All of the data needs to be repeated exactly.
# # # # # # #
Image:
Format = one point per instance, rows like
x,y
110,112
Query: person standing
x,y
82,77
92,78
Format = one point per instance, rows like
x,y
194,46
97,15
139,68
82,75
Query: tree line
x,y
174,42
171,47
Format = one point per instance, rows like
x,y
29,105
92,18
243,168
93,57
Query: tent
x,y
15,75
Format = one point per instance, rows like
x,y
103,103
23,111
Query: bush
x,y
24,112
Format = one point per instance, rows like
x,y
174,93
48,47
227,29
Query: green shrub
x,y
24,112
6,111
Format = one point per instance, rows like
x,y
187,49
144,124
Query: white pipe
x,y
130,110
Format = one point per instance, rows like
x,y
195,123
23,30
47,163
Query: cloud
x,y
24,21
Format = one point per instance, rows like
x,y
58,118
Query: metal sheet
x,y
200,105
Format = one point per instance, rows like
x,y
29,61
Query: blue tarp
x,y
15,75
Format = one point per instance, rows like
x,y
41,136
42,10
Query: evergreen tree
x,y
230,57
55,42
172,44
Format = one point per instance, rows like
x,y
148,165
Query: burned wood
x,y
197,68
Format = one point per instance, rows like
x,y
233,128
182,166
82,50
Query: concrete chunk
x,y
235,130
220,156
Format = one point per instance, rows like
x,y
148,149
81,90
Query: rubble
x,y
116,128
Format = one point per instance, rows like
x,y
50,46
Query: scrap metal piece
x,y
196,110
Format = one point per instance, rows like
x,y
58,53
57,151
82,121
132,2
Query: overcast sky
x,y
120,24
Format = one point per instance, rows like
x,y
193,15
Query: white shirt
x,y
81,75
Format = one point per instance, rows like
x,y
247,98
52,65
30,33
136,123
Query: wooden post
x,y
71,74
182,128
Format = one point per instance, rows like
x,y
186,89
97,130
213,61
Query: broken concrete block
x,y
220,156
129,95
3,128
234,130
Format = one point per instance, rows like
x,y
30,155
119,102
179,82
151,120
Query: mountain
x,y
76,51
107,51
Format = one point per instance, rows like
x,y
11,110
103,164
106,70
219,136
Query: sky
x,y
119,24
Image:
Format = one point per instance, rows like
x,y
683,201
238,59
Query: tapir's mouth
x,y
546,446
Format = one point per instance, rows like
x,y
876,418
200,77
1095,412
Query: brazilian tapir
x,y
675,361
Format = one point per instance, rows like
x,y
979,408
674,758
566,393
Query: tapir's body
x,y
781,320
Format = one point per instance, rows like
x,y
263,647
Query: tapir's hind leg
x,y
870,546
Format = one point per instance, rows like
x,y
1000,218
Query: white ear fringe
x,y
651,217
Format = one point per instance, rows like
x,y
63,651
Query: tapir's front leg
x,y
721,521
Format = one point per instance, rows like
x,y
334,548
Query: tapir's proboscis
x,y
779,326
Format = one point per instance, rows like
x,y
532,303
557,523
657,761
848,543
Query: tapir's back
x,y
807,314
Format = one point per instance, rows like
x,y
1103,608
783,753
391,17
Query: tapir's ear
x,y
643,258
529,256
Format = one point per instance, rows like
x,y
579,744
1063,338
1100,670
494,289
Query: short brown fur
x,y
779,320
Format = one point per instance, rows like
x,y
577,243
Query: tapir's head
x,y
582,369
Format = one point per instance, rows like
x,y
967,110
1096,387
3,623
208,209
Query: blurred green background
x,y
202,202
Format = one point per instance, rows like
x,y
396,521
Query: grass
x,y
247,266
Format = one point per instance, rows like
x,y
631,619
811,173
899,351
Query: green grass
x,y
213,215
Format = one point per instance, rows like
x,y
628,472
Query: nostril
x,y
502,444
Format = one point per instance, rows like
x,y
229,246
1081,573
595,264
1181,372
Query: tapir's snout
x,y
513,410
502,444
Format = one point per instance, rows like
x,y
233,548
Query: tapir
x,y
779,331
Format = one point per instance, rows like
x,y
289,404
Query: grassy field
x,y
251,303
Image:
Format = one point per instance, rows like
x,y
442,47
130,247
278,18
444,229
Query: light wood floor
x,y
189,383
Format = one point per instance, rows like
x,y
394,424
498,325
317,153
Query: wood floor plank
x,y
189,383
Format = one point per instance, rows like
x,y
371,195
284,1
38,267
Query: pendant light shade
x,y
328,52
# # # # # # #
SOLUTION TO THIS EXERCISE:
Image:
Format = one point per instance, rows like
x,y
110,112
Query: person standing
x,y
82,77
92,78
Format = one point per instance, rows like
x,y
194,46
97,15
139,68
82,75
Query: tree line
x,y
174,42
171,47
Format = one point per instance, rows like
x,y
29,105
92,18
243,168
93,57
Query: tent
x,y
15,75
Format = one point per instance, rows like
x,y
103,103
23,111
Query: bush
x,y
24,112
Format = one point per instance, rows like
x,y
174,93
48,47
227,29
Query: green shrub
x,y
24,112
6,111
Format = one point per instance, rows like
x,y
187,49
144,124
Query: white pipe
x,y
130,110
Format = one point per instance, rows like
x,y
195,123
23,30
47,163
Query: cloud
x,y
24,21
Format = one point per instance, rows like
x,y
58,118
Query: metal sheet
x,y
200,105
Format = one point per instance, rows like
x,y
29,61
Query: blue tarp
x,y
15,75
Format = one point per instance, rows like
x,y
41,136
42,10
Query: evergreen tree
x,y
230,57
55,42
172,44
Format = one point per instance, rows like
x,y
148,165
Query: burned wood
x,y
197,68
Format = one point per instance, rows like
x,y
233,128
182,166
82,50
Query: concrete chunk
x,y
235,130
220,156
Format = one point per instance, rows like
x,y
148,149
81,90
Query: rubble
x,y
116,128
Format = one point per instance, rows like
x,y
50,46
Query: scrap metal piece
x,y
196,110
Format = one point per instance, rows like
x,y
58,53
57,151
82,121
132,2
Query: overcast sky
x,y
120,24
Format = one point per instance, rows like
x,y
193,15
Query: white shirt
x,y
81,75
Format = one point per instance, rows like
x,y
247,98
52,65
30,33
136,123
Query: wooden post
x,y
71,74
182,128
Format = one point per instance, rows like
x,y
186,89
97,130
213,61
Query: broken concrete block
x,y
220,156
129,95
3,128
234,130
Format = one point per instance, rows like
x,y
30,155
119,102
179,82
151,120
Query: mountain
x,y
76,51
107,51
Format = one point per instance, rows like
x,y
11,110
103,164
106,70
219,136
Query: sky
x,y
119,24
Image:
Format = one point per instance, rows like
x,y
683,201
238,59
Query: tapir's mouth
x,y
546,446
Format = one point per instance, rows like
x,y
876,418
200,77
1095,412
Query: brazilian tapir
x,y
675,361
Format = one point per instance, rows like
x,y
979,408
674,758
566,393
Query: tapir's body
x,y
781,320
Format = one point per instance, rows like
x,y
263,647
Query: tapir's hind leg
x,y
870,546
Format = one point per instance, rows like
x,y
1000,218
Query: white ear fringe
x,y
651,217
Format = one point per instance, rows like
x,y
63,651
Query: tapir's front leg
x,y
721,521
Format = one point per instance, rows like
x,y
334,548
Query: tapir's proboscis
x,y
779,326
Format = one point per instance, rows like
x,y
532,303
557,523
657,761
848,543
Query: tapir's back
x,y
807,314
Format = one point per instance, rows like
x,y
1103,608
783,753
391,17
Query: tapir's ear
x,y
643,258
529,256
Format = one point per instance, rows like
x,y
579,744
1063,338
1100,670
494,289
Query: short brown fur
x,y
779,320
Format = one point per instance, rows like
x,y
577,243
Query: tapir's head
x,y
582,369
Format = one point per instance, rows like
x,y
967,110
1096,387
3,623
208,209
Query: blurred green background
x,y
202,202
Format = one point per instance, rows like
x,y
396,521
Query: grass
x,y
247,266
Format = one point per instance, rows like
x,y
631,619
811,173
899,351
Query: green grass
x,y
213,215
Format = one point per instance, rows like
x,y
628,472
Query: nostril
x,y
502,444
Format = one point per instance, rows like
x,y
229,246
1081,573
595,264
1181,372
Query: tapir's snout
x,y
513,410
502,444
Format = one point per instance, rows like
x,y
233,548
Query: tapir
x,y
779,331
Format = one point per instance, rows like
x,y
289,404
Query: grassy field
x,y
251,303
Image:
Format = one point per instance, rows like
x,y
442,47
130,247
278,18
444,229
Query: light wood floor
x,y
189,383
Format = one point per instance, rows like
x,y
394,424
498,325
317,153
Query: wood floor plank
x,y
189,383
Format = one point per instance, rows like
x,y
371,195
284,1
38,267
Query: pendant light shade
x,y
328,52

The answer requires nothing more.